**Task directions**
Each record below should be repeated precisely as written.

(Data records)
****************

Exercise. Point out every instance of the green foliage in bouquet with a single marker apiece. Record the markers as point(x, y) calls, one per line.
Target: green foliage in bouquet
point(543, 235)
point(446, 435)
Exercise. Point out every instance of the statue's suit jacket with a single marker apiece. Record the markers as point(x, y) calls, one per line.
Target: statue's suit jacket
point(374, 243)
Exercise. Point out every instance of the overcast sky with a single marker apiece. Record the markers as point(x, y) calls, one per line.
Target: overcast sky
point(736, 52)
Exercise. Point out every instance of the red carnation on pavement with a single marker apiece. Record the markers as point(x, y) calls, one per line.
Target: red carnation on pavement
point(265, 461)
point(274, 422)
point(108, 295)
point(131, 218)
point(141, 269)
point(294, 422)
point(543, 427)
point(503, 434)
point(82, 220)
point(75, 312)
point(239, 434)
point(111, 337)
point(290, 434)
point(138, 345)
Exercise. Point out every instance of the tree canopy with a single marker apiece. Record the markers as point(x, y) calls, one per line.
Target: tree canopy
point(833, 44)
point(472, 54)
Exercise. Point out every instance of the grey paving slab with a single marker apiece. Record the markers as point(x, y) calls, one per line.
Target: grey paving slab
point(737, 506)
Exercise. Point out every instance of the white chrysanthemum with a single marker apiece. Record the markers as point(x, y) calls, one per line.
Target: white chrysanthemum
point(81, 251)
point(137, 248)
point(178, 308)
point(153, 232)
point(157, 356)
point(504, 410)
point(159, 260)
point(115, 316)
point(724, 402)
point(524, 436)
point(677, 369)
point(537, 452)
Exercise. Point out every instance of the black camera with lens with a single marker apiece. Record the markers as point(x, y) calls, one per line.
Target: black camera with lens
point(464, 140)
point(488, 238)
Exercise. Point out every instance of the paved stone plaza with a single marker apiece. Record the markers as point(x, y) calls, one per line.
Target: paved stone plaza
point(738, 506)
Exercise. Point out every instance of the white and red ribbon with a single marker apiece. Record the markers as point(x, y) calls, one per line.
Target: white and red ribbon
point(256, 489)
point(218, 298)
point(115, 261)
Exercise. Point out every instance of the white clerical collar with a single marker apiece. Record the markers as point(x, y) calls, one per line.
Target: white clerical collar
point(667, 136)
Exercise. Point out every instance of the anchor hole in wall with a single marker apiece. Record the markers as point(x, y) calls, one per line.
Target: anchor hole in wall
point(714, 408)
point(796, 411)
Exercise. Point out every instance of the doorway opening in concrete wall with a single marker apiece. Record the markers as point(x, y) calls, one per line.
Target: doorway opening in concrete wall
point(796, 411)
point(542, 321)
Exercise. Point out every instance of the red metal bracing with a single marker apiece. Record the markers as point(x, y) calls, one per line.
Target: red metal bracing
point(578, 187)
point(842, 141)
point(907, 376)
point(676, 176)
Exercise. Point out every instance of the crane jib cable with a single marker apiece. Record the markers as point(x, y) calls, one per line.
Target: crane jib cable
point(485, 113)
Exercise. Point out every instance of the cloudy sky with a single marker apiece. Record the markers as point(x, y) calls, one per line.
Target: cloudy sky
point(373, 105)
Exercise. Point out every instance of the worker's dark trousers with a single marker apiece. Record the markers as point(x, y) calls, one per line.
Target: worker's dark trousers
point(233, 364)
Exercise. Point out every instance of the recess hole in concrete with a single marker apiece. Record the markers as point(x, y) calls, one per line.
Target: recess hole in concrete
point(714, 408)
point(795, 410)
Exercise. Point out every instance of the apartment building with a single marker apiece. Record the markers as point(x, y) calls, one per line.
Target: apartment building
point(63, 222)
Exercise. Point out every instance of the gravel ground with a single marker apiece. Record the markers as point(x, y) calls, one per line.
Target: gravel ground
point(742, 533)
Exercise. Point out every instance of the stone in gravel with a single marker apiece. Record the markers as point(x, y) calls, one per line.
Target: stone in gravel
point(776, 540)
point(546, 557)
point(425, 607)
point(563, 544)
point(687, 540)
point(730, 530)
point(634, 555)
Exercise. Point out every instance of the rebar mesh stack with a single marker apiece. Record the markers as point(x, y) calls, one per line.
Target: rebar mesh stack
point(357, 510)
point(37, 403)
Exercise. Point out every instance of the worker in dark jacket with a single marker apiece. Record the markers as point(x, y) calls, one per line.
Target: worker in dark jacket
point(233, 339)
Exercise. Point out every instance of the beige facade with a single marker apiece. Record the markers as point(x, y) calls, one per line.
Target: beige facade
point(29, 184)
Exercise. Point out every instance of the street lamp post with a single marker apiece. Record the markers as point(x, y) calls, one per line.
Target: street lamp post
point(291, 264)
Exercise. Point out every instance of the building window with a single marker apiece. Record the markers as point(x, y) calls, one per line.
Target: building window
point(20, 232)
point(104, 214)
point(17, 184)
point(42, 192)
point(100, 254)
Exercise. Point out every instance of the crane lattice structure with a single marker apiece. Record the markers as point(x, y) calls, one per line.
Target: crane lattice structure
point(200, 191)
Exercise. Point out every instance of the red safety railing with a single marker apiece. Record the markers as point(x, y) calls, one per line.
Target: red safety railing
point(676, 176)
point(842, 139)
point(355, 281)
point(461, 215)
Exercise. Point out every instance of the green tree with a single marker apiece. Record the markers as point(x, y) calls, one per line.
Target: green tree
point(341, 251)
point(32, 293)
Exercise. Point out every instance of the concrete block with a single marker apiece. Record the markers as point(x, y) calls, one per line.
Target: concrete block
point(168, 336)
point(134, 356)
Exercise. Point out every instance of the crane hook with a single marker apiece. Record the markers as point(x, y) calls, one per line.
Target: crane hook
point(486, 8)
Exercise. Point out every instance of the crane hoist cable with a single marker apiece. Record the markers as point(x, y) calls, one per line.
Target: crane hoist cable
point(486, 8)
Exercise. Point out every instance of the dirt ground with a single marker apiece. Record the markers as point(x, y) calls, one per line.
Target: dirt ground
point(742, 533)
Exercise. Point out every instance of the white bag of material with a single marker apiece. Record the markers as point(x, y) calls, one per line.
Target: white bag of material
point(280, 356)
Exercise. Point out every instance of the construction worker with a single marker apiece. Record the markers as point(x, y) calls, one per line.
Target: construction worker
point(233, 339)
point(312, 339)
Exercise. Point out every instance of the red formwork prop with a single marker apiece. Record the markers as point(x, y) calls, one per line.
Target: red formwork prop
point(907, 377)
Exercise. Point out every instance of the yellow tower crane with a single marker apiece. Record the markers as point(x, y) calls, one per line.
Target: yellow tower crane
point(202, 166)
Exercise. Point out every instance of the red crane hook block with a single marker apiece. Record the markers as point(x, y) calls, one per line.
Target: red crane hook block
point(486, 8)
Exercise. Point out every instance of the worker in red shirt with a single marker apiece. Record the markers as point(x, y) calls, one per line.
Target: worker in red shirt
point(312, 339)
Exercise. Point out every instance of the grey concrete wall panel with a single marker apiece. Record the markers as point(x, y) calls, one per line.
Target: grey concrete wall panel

****************

**Result of this task**
Exercise. Point out every instance of the green foliage in bouquet with a single marker apiece. Record the markers as point(x, y) calls, one per line.
Target: green foliage in bouquet
point(543, 235)
point(446, 435)
Exercise. Point out every instance of the statue's suit jacket with a single marker apiece. Record the markers as point(x, y) calls, one per line.
Target: statue's suit jacket
point(374, 243)
Exercise. Point out every instance of the overcast sky with a single marker apiece. Record the markers as point(x, y) calls, one per line.
Target: overcast sky
point(736, 52)
Exercise. Point out every instance of the red carnation on pavement with a single marker apiece. Record the markers as point(x, y) calls, one per line.
Target: red carnation on pavement
point(265, 461)
point(274, 422)
point(108, 295)
point(131, 218)
point(141, 269)
point(294, 422)
point(543, 427)
point(503, 434)
point(82, 220)
point(75, 312)
point(239, 434)
point(111, 337)
point(290, 434)
point(138, 345)
Exercise. Point out every instance of the tree canopy with a single marker apiece. Record the markers as point(x, y) calls, one per line.
Target: tree canopy
point(833, 44)
point(472, 54)
Exercise. Point out every instance of the grey paving slab with a single marker apiece. Record the markers as point(x, y) calls, one per line.
Target: grey paving slab
point(737, 506)
Exercise. Point out every instance of the white chrysanthemum with a single marker apiece. Record the markers as point(x, y) calls, one per line.
Target: white chrysanthemum
point(81, 251)
point(137, 248)
point(178, 308)
point(153, 232)
point(157, 356)
point(504, 410)
point(159, 260)
point(115, 316)
point(724, 402)
point(524, 436)
point(677, 369)
point(537, 452)
Exercise. Point out every instance of the black camera with lens with a single marker apiece. Record the markers as point(x, y) calls, one per line.
Target: black camera with lens
point(464, 140)
point(488, 238)
Exercise. Point out every instance of the paved stone plaza with a single marker apiece. Record the markers as point(x, y) calls, one per line.
Target: paved stone plaza
point(738, 506)
Exercise. Point out every instance of the white and red ribbon with a single marker apiece. Record the markers as point(x, y) calls, one per line.
Target: white and red ribbon
point(256, 489)
point(218, 298)
point(115, 261)
Exercise. Point out every instance of the white clerical collar with a single marker apiece. Record the markers as point(x, y) calls, one per line.
Target: white clerical collar
point(667, 136)
Exercise. Point out every instance of the anchor hole in wall with a single marker apiece. Record the markers as point(x, y) calls, one per line.
Target: anchor hole in wall
point(714, 408)
point(796, 411)
Exercise. Point out every instance of the doorway opening in concrete wall with a single marker apiece. Record the markers as point(x, y) calls, one per line.
Target: doorway opening in concrete wall
point(796, 411)
point(542, 321)
Exercise. Point out every instance of the red metal bracing with a single marker apiece. Record the markers as point(x, y) calls, one per line.
Target: red metal bracing
point(578, 187)
point(842, 141)
point(907, 376)
point(676, 176)
Exercise. Point out every instance of the crane jib cable with a single marker apiece. Record the markers as point(x, y) calls, one per line.
Target: crane jib cable
point(485, 113)
Exercise. Point out every instance of the cloudy sky with a single marker apiece. Record the markers as point(x, y) calls, one per line.
Target: cloudy sky
point(373, 105)
Exercise. Point out every instance of the worker's dark trousers with a single marker apiece. Record the markers as point(x, y) calls, one per line.
Target: worker's dark trousers
point(233, 364)
Exercise. Point out every instance of the recess hole in concrete with a single marker apiece. Record the markers as point(x, y) calls, one per line.
Target: recess hole in concrete
point(714, 408)
point(795, 410)
Exercise. Point out every instance of the apartment building with a single marker apiece. Record the markers as point(x, y) calls, one per line.
Target: apartment building
point(63, 222)
Exercise. Point out every instance of the gravel ground with a single marker apiece. Record the markers as point(x, y) calls, one per line.
Target: gravel ground
point(742, 533)
Exercise. Point out every instance of the stone in gravel with a single marker apiece. Record the markers as point(x, y) calls, one per line.
Target: stone in gravel
point(776, 540)
point(546, 557)
point(425, 607)
point(563, 544)
point(687, 540)
point(730, 530)
point(634, 555)
Exercise. Point out every instance of the rebar mesh stack with a single marker apiece. Record the markers as point(x, y) calls, one per line.
Target: rebar mesh stack
point(357, 510)
point(37, 403)
Exercise. Point out every instance of the worker in dark jacket with a single marker apiece. Record the markers as point(x, y) calls, one per line.
Target: worker in dark jacket
point(233, 339)
Exercise. Point out every instance of the beige facade with a single marker apiece. Record the markers as point(x, y) calls, one per line.
Target: beige facade
point(29, 184)
Exercise. Point out every instance of the street lamp post with a single marker apiece. Record the markers as point(x, y) calls, one per line.
Target: street lamp post
point(291, 264)
Exercise. Point out every instance of the building window with a single marker apiece. Record the markers as point(x, y) calls, one per line.
Target: building window
point(20, 232)
point(104, 214)
point(17, 184)
point(42, 192)
point(100, 254)
Exercise. Point out every instance of the crane lattice structure with a single marker apiece. Record the markers as point(x, y) calls, one per line.
Target: crane lattice structure
point(200, 191)
Exercise. Point out every instance of the red safety railing with a single marker apiece. Record the markers as point(x, y) calls, one per line.
Target: red safety railing
point(676, 176)
point(842, 139)
point(355, 281)
point(461, 215)
Exercise. Point out every instance of the green tree with a single marker apiece. Record the markers as point(x, y) calls, one per line.
Target: green tree
point(341, 251)
point(32, 293)
Exercise. Point out every instance of the concrete block with a single marker apiece. Record the markers as point(x, y) calls, one per line.
Target: concrete block
point(168, 336)
point(134, 356)
Exercise. Point out every instance of the crane hook with a single marker apiece. Record the markers as point(x, y) calls, one per line.
Target: crane hook
point(486, 8)
Exercise. Point out every instance of the crane hoist cable with a single marker apiece. Record the markers as point(x, y) calls, one per line.
Target: crane hoist cable
point(486, 8)
Exercise. Point out every instance of the dirt ground with a single marker apiece. Record the markers as point(x, y) calls, one per line.
Target: dirt ground
point(742, 533)
Exercise. Point out every instance of the white bag of material with a single marker apiece. Record the markers as point(x, y) calls, one per line.
Target: white bag of material
point(280, 356)
Exercise. Point out every instance of the construction worker with a single marker apiece. Record the markers as point(x, y) calls, one per line.
Target: construction worker
point(233, 339)
point(312, 339)
Exercise. Point out every instance of the red formwork prop with a single marker apiece. Record the markers as point(x, y) calls, one per line.
Target: red formwork prop
point(907, 377)
Exercise. Point out every instance of the yellow tower crane with a single marker apiece. Record the markers as point(x, y) calls, one per line.
Target: yellow tower crane
point(202, 166)
Exercise. Point out every instance of the red crane hook block with a single marker apiece. Record the markers as point(x, y) calls, one per line.
Target: red crane hook block
point(486, 8)
Exercise. Point out every instance of the worker in red shirt with a single marker apiece. Record the markers as point(x, y) calls, one per line.
Target: worker in red shirt
point(312, 339)
Exercise. Point out every instance of the grey concrete wall panel with a single marker apiece. Record the markers as point(x, y) calls, one per line.
Target: grey concrete wall panel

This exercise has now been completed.